Data provided below:

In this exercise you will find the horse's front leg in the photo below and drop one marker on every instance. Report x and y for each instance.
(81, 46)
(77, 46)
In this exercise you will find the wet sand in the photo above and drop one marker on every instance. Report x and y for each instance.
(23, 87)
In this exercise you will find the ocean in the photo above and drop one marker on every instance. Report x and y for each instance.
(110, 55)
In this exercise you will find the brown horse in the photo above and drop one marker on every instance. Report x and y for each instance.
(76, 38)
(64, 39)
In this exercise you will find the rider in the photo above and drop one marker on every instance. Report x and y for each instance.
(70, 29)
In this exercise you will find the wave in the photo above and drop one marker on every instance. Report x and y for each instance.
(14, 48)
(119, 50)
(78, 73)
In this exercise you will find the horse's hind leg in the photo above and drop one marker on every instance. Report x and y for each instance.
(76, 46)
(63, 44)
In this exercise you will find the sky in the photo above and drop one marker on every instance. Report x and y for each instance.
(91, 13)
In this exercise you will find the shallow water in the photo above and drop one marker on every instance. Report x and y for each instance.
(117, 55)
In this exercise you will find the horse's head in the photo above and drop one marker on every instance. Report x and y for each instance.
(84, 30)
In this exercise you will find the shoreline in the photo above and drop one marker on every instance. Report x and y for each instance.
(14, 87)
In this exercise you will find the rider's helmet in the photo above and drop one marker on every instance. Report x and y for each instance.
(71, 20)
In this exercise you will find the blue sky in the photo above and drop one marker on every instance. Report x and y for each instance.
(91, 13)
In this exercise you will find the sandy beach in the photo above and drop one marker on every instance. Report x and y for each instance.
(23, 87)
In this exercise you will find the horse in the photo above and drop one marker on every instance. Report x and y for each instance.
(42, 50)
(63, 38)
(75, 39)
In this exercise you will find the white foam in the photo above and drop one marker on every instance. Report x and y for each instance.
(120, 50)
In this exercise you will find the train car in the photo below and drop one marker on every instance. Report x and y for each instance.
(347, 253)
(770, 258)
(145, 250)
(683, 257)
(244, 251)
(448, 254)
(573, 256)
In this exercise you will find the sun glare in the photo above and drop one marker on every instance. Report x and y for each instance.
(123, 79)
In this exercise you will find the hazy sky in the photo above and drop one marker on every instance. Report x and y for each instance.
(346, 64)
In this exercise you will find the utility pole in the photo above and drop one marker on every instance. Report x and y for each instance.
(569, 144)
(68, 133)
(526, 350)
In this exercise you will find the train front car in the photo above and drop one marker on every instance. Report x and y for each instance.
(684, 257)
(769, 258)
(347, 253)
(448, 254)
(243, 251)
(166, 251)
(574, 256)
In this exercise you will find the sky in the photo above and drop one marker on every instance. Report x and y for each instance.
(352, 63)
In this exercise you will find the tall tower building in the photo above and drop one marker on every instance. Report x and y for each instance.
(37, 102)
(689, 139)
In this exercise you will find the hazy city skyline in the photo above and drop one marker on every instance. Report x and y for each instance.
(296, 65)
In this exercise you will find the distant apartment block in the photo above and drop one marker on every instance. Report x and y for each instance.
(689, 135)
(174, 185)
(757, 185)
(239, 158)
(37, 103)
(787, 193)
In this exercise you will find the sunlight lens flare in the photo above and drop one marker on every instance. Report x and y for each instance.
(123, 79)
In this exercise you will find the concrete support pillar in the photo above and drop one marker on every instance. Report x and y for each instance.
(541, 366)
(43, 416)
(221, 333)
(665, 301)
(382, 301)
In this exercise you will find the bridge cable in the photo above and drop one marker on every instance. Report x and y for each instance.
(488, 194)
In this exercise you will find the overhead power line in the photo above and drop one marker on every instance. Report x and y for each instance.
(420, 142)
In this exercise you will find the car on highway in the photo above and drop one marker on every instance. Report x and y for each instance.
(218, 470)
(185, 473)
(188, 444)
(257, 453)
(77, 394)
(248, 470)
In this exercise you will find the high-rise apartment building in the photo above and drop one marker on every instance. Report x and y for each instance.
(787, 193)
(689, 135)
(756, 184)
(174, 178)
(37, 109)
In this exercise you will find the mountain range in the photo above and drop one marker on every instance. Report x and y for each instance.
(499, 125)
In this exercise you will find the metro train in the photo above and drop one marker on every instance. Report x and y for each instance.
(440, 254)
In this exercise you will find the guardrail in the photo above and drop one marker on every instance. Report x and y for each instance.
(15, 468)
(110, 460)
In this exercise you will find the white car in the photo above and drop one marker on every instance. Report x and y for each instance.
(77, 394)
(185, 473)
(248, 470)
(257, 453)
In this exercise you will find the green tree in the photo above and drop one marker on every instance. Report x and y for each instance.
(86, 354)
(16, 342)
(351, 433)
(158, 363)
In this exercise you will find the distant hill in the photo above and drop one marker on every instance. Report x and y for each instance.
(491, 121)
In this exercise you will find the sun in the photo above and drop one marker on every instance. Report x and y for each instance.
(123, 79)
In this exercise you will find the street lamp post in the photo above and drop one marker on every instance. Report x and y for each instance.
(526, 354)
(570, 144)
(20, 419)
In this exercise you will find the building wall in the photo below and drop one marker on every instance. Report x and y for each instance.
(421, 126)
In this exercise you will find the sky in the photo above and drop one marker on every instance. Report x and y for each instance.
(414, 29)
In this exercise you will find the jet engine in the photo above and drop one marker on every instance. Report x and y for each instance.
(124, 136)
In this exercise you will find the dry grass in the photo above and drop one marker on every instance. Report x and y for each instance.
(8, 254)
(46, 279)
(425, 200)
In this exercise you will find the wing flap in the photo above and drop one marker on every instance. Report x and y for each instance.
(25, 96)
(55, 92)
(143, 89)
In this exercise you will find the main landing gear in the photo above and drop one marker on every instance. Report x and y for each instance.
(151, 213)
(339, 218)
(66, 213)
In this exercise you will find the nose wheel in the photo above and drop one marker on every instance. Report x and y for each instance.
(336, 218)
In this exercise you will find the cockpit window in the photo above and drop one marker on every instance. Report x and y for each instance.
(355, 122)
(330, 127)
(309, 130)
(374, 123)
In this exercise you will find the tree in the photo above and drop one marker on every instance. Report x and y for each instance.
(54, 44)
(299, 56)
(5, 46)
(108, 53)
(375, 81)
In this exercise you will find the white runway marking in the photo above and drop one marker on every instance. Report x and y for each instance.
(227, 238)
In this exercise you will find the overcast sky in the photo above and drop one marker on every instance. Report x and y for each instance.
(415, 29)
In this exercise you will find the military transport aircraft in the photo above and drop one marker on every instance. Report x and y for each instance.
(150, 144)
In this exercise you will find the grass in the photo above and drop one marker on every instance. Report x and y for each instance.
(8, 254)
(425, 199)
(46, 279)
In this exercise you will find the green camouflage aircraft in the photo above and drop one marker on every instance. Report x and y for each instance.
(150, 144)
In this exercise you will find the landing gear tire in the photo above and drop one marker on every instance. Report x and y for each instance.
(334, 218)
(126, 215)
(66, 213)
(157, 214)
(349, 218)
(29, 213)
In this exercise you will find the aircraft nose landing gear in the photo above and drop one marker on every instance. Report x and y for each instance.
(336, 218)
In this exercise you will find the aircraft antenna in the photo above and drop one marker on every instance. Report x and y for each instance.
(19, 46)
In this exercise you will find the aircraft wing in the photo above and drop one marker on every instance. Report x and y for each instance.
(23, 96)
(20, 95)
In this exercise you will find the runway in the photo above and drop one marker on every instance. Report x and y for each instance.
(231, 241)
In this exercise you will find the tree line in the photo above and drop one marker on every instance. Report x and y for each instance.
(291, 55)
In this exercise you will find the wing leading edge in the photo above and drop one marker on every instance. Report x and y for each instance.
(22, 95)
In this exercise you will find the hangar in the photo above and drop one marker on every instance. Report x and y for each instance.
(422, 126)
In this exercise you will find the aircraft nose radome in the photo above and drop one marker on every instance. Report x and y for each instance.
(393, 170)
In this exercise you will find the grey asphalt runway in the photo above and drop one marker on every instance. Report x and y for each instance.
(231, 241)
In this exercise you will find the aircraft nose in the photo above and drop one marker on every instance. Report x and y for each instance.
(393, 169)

End of Data provided.

> _Exercise brief_
Starting with the line that contains "In this exercise you will find the grey", output every line through the end of the listing above, unchanged.

> _Task result_
In this exercise you will find the grey asphalt runway in the photo above and drop one marker on every instance. Report x and y for each instance.
(231, 241)
In this exercise you will find the aircraft nose in the photo above and drop one marker on every instance. Report x and y for each instance.
(393, 169)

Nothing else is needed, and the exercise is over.